- [PAGE TEXT]

The movie’s reviews were mixed, and it failed to make a profit in the summer of 1975. . . . but Night Moves has gone on to be recognised as one of the defining films of the 1970s, both as a profound human drama and as an enduring evocation of the zeitgeist. This Technicolor neo-noir, along with Robert Altman’s The Long Goodbye (1973) and Roman Polanski’s Chinatown (1974), reinvented and redeemed the private detective movie.
* * *
The sixties were ending and Alan Sharp, a young Scottish novelist in America, found his muse on the frontier. By then everything seemed to be falling apart. Hopes and certainties had evaporated. Consensus was fractured. It was the bloody season of political assassinations. Thomas McGuane, another wild and libidinous young writer, would begin a Key West novel with an appropriately sweeping summation of despair: “Nobody knows, from sea to shining sea, why we are having all this trouble with our Republic.” Alan Sharp, no stranger to despair, also found his way to the sparkling waters, the fetid swamps, the heavy air of the Florida Keys.
It was a pilgrimage for a writer who loved John Huston’s Key Largo (1948) and, adopted at birth, had once imagined Humphrey Bogart as his long-lost father. Sharp recognised the mythical value of the Keys in the collective imagination. It was a last stop before Mexico, that fantasy destination for escaping renegades and the more irredeemable dropouts of the counterculture. But in Sharp’s outsider grasp of American myth, such characters never really escaped. Like the coast of California or the Rio Grande, the Keys were the edge of America – a place of spectacular culmination or of resignation and decay.
During this visit in the spring of 1968, one stop on an epic cross-country road trip with his young family in a secondhand Chevy II Nova, Sharp encountered a sardonic drifter. “I met this girl working in a bar in the Keys and she fascinated me,” he remembered. “She lived on the shore. She had a free spirit.” Her name was Paula and she was romantically involved with an unlikely married man. She was no beauty. Sharp’s then-wife Liz remembers:
She was a hard-nosed little woman who was very much alone and was having an affair with a man who was married to a bossy sort of lady. They had boats and did excursions into the water where you could look through a glass bottom. This affair wasn’t with the wife’s approval, but it was bizarre. We’d go evenings for dinners and this couple, the man and Paula, would dance about the room. Clearly she was intimate with the man but the wife seemed unaware of it. But not concerned. It was a very odd business.

- [LISTING]

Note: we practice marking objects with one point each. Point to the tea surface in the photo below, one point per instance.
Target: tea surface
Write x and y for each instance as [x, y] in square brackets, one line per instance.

---

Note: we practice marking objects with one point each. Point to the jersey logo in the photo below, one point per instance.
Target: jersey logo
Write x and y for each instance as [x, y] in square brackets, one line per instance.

- [WRITTEN REQUEST 1]
Shorten the paragraph of the Night Moves essay that begins "It was a pilgrimage for a writer" into a bulleted list that keeps its main facts.
- [WRITTEN REQUEST 2]
According to the Night Moves essay, what car did Sharp's family travel in on the 1968 cross-country road trip?

- [CORRECT ANSWER 1]
- Sharp loved John Huston's Key Largo (1948). Adopted at birth, he had once imagined Humphrey Bogart as his long-lost father, so the trip was a pilgrimage.
- He saw the Keys as mythical in the collective imagination: a last stop before Mexico, the fantasy destination of escaping renegades and counterculture dropouts.
- In his outsider view of American myth, such characters never really escaped.
- Like the California coast or the Rio Grande, the Keys were the edge of America, a place of spectacular culmination or of resignation and decay.

- [CORRECT ANSWER 2]
A secondhand Chevy II Nova.